After the independence of Southern Rhodesia (now Zimbabwe) in Africa in 1980 and British Honduras (now Belize) in Central America in 1981, the last major colony that remained was Hong Kong, with a population of over 5 million. Unlike other territories, the territory of Hong Kong had two different arrangements:
With 1997 approaching, the United Kingdom and China negotiated the Sino-British Joint Declaration, which led to the whole of Hong Kong becoming a "special administrative region" of China in 1997, subject to various conditions intended to guarantee the preservation of Hong Kong's capitalist economy and its way of life under British rule for at least 50 years after the handover. This was because Hong Kong's infrastructure was significantly interconnected with that of Guangdong Province, which would make it virtually impossible for those areas ceded in perpetuity to continue functioning without importing virtually all of their necessities.
Following the return of Hong Kong, the remaining British overseas possessions are mostly small island territories with small populations – the only territory of significant area being the uninhabited British Antarctic Territory.
In 2002, the British Parliament passed the British Overseas Territories Act 2002. This reclassified the UK's dependent territories as overseas territories and, with the exception of those people solely connected with the Sovereign Base Areas of Cyprus, restored full British citizenship to their inhabitants.[34]
The head of state in the overseas territories is the British monarch, currently Queen Elizabeth II. The Queen's role in the territories is in her role as Queen of the United Kingdom, and not in right of each territory. The Queen appoints a representative in each territory to exercise her executive power. In territories with a permanent population, a Governor is appointed by the Queen on the advice of the British Government, usually a retired senior military officer, or a senior civil servant. In territories without a permanent population, a Commissioner is usually appointed to represent the Queen. Exceptionally, in the overseas territory of Saint Helena, Ascension and Tristan da Cunha, an Administrator is appointed to be the Governor's representative in each of the two distant parts of the territory, namely Ascension Island and Tristan da Cunha.
★ ★ ★ ★ ★
» OBJECTIVES
**a.** According to the passage on British overseas territories, who usually represents the Queen in a territory without a permanent population?
**b.** Extend the passage on British overseas territories, picking up right after its final sentence.
You won't need the items below for anything here.

Source data
★ ★ ★ ★ ★
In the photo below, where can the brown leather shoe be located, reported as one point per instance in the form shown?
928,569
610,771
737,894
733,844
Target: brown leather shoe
★ ★ ★ ★ ★
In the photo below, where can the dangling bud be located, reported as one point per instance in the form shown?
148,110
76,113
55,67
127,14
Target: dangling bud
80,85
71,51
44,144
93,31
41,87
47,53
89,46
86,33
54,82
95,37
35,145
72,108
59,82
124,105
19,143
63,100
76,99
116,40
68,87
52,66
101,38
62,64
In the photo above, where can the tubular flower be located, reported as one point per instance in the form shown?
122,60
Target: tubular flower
★ ★ ★ ★ ★
» TASK RESPONSES
**a.** A Commissioner.

**b.**
The role of the Governor is to act as the de facto head of state, and they are usually responsible for appointing the head of government, and senior political positions in the territory. The Governor is also responsible for liaising with the UK Government, and carrying out any ceremonial duties. A Commissioner has the same powers as a Governor, but also acts as the head of government.
All the overseas territories have their own system of government, and localised laws. The structure of the government appears to be closely correlated to the size and political development of the territory.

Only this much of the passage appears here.